[Segmentation mask data]
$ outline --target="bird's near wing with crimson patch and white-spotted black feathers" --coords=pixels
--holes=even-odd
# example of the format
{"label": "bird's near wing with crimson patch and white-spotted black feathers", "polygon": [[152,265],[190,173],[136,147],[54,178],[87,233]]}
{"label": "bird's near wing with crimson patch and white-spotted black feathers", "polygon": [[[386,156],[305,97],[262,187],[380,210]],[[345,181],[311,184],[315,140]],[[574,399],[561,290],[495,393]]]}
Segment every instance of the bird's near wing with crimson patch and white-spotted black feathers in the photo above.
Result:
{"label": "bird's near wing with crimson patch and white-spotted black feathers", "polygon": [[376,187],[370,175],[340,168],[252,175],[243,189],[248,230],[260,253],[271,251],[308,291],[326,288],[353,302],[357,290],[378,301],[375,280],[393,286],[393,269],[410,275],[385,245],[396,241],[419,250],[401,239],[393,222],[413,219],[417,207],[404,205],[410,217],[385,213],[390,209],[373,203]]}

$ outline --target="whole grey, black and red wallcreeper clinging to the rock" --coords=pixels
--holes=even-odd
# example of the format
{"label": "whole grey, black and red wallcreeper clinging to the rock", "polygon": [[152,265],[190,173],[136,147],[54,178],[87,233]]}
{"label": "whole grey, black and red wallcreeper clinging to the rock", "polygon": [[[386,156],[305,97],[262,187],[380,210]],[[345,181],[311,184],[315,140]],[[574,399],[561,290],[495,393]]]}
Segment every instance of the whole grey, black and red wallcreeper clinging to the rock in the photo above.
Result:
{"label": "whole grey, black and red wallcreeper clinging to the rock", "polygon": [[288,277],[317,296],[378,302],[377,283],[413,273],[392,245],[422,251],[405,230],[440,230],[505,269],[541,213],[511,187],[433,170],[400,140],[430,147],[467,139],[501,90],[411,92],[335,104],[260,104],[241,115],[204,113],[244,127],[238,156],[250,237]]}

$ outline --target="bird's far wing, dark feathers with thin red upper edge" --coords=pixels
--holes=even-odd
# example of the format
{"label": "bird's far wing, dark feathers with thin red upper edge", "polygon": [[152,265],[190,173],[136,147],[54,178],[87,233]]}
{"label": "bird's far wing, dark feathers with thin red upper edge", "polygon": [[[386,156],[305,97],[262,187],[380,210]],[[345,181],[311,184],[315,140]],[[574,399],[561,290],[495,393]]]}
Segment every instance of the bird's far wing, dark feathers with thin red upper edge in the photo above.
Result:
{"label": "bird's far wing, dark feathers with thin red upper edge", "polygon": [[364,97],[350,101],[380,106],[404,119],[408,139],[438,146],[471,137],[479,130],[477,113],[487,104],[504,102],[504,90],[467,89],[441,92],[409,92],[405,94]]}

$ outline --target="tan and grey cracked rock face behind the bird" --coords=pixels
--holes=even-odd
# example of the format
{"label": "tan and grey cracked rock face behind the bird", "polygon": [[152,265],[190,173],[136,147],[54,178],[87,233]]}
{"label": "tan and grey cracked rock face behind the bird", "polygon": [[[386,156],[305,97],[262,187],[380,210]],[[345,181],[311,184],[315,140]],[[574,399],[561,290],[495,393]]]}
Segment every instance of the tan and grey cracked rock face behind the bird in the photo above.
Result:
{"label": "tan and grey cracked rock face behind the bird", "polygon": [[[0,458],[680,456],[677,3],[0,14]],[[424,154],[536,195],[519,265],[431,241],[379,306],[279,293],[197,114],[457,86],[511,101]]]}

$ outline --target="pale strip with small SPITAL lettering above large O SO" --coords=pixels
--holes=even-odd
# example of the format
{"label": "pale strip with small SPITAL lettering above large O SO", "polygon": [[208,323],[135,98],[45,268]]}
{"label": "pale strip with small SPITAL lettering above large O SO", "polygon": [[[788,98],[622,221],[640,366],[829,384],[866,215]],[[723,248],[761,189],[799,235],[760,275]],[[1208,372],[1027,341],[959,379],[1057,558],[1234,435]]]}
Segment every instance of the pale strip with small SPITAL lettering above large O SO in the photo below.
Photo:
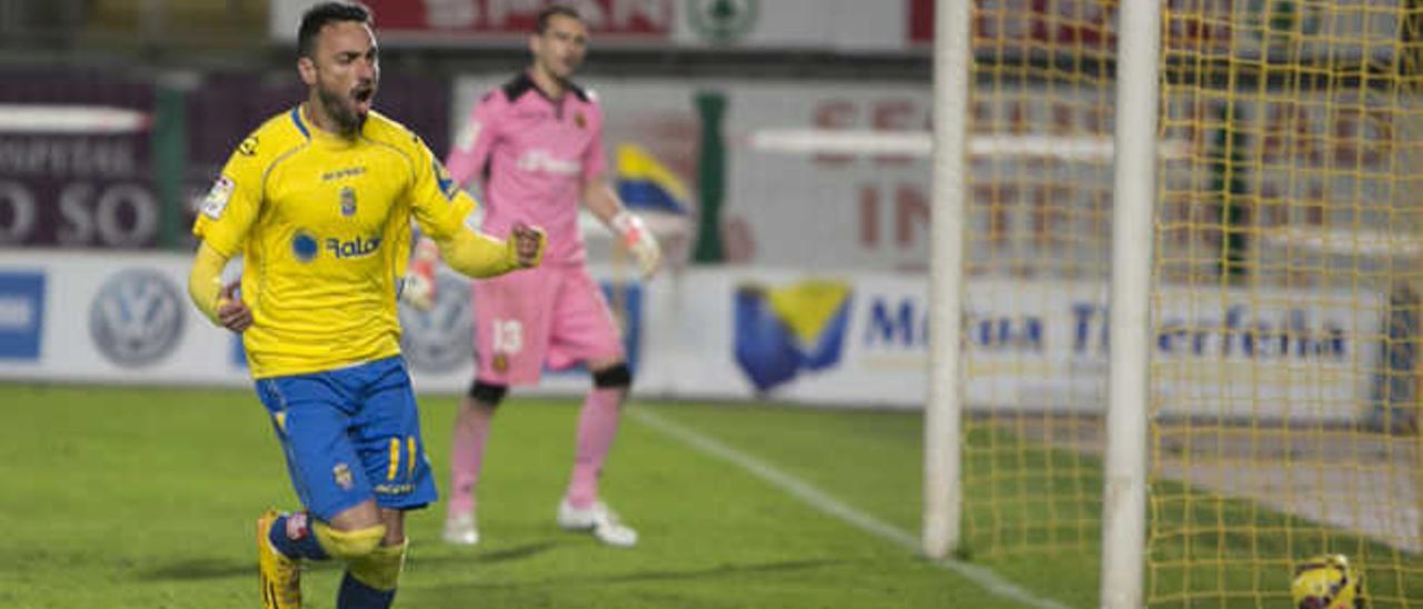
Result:
{"label": "pale strip with small SPITAL lettering above large O SO", "polygon": [[138,171],[132,145],[97,138],[0,138],[0,174],[127,178]]}

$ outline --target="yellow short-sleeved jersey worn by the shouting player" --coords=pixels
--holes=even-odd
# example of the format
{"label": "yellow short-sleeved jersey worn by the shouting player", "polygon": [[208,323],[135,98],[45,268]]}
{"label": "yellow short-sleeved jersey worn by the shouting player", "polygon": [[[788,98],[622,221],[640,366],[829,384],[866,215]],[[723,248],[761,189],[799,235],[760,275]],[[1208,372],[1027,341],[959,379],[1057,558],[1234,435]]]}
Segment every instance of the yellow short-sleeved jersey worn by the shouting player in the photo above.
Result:
{"label": "yellow short-sleeved jersey worn by the shouting player", "polygon": [[357,137],[342,138],[302,108],[242,141],[192,228],[223,256],[243,256],[253,378],[398,354],[411,218],[447,239],[477,205],[398,122],[370,112]]}

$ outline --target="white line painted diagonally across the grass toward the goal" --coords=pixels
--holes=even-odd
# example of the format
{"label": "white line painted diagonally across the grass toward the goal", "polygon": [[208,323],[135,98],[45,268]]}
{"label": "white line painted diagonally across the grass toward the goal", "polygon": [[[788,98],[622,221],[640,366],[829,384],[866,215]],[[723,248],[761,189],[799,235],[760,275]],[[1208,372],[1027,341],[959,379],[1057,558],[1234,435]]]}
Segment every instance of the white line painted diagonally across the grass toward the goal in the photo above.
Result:
{"label": "white line painted diagonally across the grass toward the goal", "polygon": [[[805,481],[795,478],[794,475],[785,474],[770,464],[766,464],[756,457],[721,444],[713,438],[702,435],[687,427],[672,423],[663,417],[652,414],[643,408],[629,408],[628,414],[638,423],[657,430],[666,435],[680,440],[683,444],[702,451],[703,454],[717,457],[723,461],[729,461],[734,465],[741,467],[751,475],[770,482],[773,487],[788,492],[791,497],[801,499],[811,508],[821,511],[827,515],[835,517],[861,531],[875,535],[881,539],[894,542],[895,545],[905,548],[912,552],[919,551],[918,539],[885,521],[871,517],[859,509],[845,505],[842,501],[831,497],[825,491],[811,487]],[[1026,606],[1042,608],[1042,609],[1067,609],[1066,605],[1059,603],[1053,599],[1037,596],[1007,579],[998,576],[992,571],[979,566],[969,565],[961,561],[931,561],[933,565],[949,569],[959,573],[973,583],[978,583],[985,591],[989,591],[995,596],[1000,596],[1010,600],[1017,600]]]}

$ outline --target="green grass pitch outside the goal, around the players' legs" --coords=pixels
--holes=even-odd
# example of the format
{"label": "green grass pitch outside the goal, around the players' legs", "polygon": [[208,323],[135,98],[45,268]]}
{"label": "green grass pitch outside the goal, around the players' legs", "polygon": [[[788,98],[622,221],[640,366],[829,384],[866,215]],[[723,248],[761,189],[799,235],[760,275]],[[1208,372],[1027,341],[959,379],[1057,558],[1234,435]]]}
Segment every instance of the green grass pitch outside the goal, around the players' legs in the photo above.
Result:
{"label": "green grass pitch outside the goal, around the players' legs", "polygon": [[[441,492],[454,406],[421,400]],[[250,391],[11,383],[0,408],[0,606],[259,605],[253,521],[296,499]],[[602,491],[642,541],[613,549],[554,522],[576,408],[507,401],[481,482],[481,544],[440,542],[444,504],[413,512],[396,606],[1023,606],[636,417],[653,413],[916,536],[918,413],[636,400]],[[1093,554],[973,561],[1039,600],[1096,605]],[[313,566],[306,606],[332,608],[339,576]]]}

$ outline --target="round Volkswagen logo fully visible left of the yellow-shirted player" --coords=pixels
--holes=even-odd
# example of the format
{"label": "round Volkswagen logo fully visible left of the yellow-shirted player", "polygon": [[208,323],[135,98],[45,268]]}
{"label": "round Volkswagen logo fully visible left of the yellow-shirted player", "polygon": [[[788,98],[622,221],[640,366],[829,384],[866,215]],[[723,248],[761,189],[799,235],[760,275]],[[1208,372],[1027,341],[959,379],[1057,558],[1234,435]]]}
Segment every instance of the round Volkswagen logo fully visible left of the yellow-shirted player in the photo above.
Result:
{"label": "round Volkswagen logo fully visible left of the yellow-shirted player", "polygon": [[168,277],[149,269],[124,270],[98,289],[90,306],[90,339],[118,366],[151,364],[178,344],[182,306]]}

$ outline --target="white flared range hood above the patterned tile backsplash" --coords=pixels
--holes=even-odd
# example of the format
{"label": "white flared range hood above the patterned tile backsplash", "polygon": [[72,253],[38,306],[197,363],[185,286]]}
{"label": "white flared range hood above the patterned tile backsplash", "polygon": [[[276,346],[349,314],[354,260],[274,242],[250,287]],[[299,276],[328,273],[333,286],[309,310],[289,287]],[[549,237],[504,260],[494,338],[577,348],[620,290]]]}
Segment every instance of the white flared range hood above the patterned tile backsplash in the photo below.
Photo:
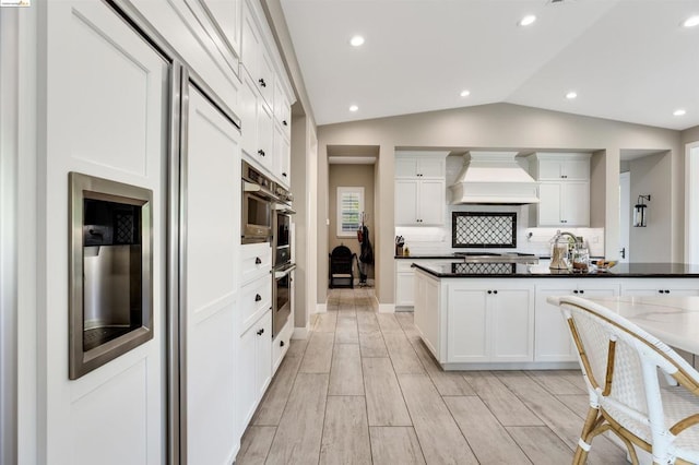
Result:
{"label": "white flared range hood above the patterned tile backsplash", "polygon": [[523,205],[538,203],[537,183],[517,163],[517,152],[469,152],[451,203]]}

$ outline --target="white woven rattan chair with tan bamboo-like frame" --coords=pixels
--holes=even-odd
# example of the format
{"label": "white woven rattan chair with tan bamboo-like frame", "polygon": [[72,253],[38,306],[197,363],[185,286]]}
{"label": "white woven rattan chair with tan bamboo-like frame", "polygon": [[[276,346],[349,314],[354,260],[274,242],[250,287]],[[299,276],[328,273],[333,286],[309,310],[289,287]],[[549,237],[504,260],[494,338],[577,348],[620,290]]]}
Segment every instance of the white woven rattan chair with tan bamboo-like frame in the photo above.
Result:
{"label": "white woven rattan chair with tan bamboo-like frame", "polygon": [[[561,297],[578,348],[590,409],[573,464],[584,464],[594,437],[615,432],[638,464],[632,444],[654,464],[699,463],[699,373],[675,350],[609,309]],[[668,382],[661,382],[664,377]]]}

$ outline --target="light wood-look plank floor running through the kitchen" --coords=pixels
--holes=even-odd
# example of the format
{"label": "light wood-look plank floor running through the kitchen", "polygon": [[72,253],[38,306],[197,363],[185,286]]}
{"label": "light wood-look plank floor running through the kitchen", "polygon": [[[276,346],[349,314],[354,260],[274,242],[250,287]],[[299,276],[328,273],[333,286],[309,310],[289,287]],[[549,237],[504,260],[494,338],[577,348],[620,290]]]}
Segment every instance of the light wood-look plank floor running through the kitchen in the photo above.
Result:
{"label": "light wood-look plank floor running through the kitchen", "polygon": [[[587,412],[579,371],[443,372],[412,313],[332,289],[245,432],[236,464],[570,463]],[[590,464],[626,464],[597,437]]]}

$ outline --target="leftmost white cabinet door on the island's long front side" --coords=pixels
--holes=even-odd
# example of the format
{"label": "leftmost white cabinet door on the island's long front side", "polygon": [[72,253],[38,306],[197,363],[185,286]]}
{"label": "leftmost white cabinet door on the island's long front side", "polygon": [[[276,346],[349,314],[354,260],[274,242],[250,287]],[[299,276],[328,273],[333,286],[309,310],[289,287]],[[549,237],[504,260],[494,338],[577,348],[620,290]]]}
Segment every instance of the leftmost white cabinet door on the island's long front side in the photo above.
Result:
{"label": "leftmost white cabinet door on the island's long front side", "polygon": [[489,361],[490,324],[486,291],[450,286],[448,306],[447,361]]}

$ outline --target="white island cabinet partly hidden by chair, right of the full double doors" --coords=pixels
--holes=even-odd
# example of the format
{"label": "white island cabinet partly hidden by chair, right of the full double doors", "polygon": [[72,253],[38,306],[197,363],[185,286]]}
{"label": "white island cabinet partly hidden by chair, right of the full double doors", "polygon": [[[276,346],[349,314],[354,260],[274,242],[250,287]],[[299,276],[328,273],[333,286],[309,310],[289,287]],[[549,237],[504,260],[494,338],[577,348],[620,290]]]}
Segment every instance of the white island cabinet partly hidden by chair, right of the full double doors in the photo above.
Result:
{"label": "white island cabinet partly hidden by chair, right of the full double doors", "polygon": [[546,301],[550,296],[614,297],[619,284],[601,279],[556,279],[536,285],[536,313],[534,315],[534,360],[576,361],[577,349],[558,306]]}

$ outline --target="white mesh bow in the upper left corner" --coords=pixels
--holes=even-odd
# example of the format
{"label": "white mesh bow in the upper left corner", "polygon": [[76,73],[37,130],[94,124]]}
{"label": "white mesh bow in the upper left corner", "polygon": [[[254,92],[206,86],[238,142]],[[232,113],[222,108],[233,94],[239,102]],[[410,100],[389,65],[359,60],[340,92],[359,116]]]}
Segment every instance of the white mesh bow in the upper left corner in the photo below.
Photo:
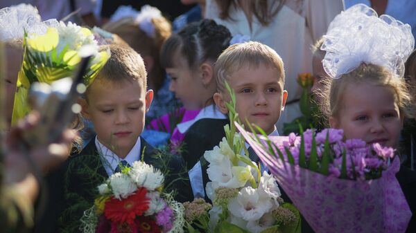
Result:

* What to work on
Read the entries above, then pull out the lines that include "below".

* Written answer
Segment every instance of the pale strip with small SPITAL lettering above large O SO in the photo below.
Segment every instance of the white flared range hood above the patterned tile backsplash in the photo below.
Segment every instance of the white mesh bow in the upper left corner in the photo below.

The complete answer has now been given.